• _Task details_:
When you copy the entries, omit the images and keep every word as it is.

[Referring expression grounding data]

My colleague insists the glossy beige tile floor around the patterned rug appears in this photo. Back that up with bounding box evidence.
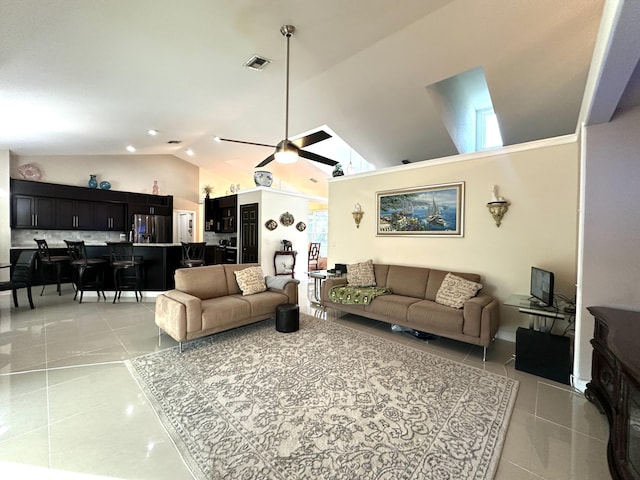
[0,285,611,480]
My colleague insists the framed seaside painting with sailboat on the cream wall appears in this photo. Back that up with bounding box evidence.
[376,182,464,237]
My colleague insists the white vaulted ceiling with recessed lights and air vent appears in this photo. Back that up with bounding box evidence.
[0,0,604,194]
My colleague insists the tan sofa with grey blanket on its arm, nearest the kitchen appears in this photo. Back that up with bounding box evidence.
[155,264,299,351]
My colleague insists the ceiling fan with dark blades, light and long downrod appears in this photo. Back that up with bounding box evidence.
[216,25,338,168]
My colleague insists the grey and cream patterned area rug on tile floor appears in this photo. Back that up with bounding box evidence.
[127,315,518,480]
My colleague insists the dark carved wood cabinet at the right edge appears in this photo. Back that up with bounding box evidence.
[585,307,640,480]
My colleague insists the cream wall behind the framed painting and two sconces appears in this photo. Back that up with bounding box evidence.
[328,136,579,340]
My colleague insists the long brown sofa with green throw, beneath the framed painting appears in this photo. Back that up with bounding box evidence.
[321,264,500,360]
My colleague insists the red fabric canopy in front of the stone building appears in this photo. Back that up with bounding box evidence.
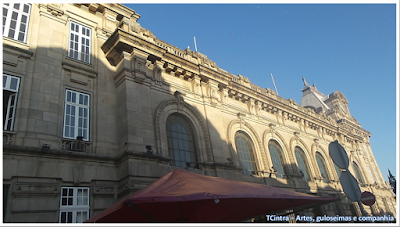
[86,170,337,223]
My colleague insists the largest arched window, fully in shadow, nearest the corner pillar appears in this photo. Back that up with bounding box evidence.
[166,113,197,168]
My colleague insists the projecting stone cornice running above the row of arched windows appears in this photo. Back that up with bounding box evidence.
[102,18,372,140]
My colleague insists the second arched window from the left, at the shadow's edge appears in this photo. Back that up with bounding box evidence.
[235,131,257,175]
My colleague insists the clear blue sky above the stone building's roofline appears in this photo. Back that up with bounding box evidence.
[125,4,398,181]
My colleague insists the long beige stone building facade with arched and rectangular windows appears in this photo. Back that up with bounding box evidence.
[3,3,396,222]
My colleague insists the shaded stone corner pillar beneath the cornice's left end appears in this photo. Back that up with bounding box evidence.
[115,50,155,153]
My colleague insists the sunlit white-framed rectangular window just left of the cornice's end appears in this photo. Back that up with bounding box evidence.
[68,21,92,64]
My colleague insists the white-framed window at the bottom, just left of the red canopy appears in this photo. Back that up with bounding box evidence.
[59,187,90,223]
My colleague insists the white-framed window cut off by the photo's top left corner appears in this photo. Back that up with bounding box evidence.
[3,3,31,43]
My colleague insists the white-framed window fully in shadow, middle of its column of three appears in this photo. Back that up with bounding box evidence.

• _Answer to this task_:
My colleague insists the glossy beige tile floor around the patterned rug appears in this photo. Back that up with bounding box evidence.
[0,285,611,480]
My colleague insists the framed seaside painting with sailboat on the cream wall appears in this photo. Back that up with bounding box evidence.
[376,182,464,237]
My colleague insists the white vaulted ceiling with recessed lights and air vent appears in this photo. Back that up with bounding box evidence.
[0,0,604,194]
My colleague insists the tan sofa with grey blanket on its arm, nearest the kitchen appears in this photo. Back that up with bounding box evidence.
[155,264,299,351]
My colleague insists the ceiling fan with dark blades, light and long downrod appears in this photo. Back that up with bounding box evidence.
[216,25,338,168]
My colleague insists the grey and cream patterned area rug on tile floor appears in this photo. Back that up with bounding box evidence.
[127,315,518,480]
My colleague insists the dark carved wood cabinet at the right edge appears in this photo. Back that up with bounding box evidence.
[585,307,640,480]
My colleague insists the cream wall behind the framed painting and two sconces appears in this photo. Back that up with bounding box evidence.
[328,136,579,340]
My colleague insists the long brown sofa with green throw, beneath the framed painting appears in this photo. Back that up with bounding box evidence.
[321,264,500,360]
My colleague insists the red fabric canopy in front of the stone building appears in this photo. Back that up with bounding box evidence.
[86,170,337,223]
My colleague insists the largest arched window, fully in shadow, nearest the corner pillar appears in this photo. Back that up with bounding box evidence.
[166,113,197,168]
My colleague insists the projecting stone cornice running above the row of arched windows appears in this photo. Back that up with bounding box evidence.
[102,18,372,140]
My colleague insists the second arched window from the left, at the shadow's edge appears in this photo. Back that up with bounding box evidence.
[235,131,257,175]
My colleague insists the clear blue sky above the stone building's roofline appears in this photo. Back that up with bounding box evidence.
[125,4,398,181]
My colleague insists the long beige stone building facade with arched and rectangular windows appears in this photo. Back that up with bounding box evidence.
[3,3,396,222]
My colleague insists the shaded stone corner pillar beneath the cornice's left end appears in this photo. Back that up with bounding box evidence.
[115,50,155,153]
My colleague insists the sunlit white-framed rectangular window just left of the cornice's end appears in this photo. Back that up with bounding box evidence.
[68,21,92,64]
My colleague insists the white-framed window at the bottom, just left of the red canopy appears in this photo. Back that up with bounding box evidence.
[59,187,90,223]
My colleague insists the white-framed window cut off by the photo's top left corner appears in this photo. Back that up with bounding box evidence.
[3,3,31,43]
My colleague insists the white-framed window fully in shadow, middle of its column of three appears in this photo. Back that up with bounding box evidence.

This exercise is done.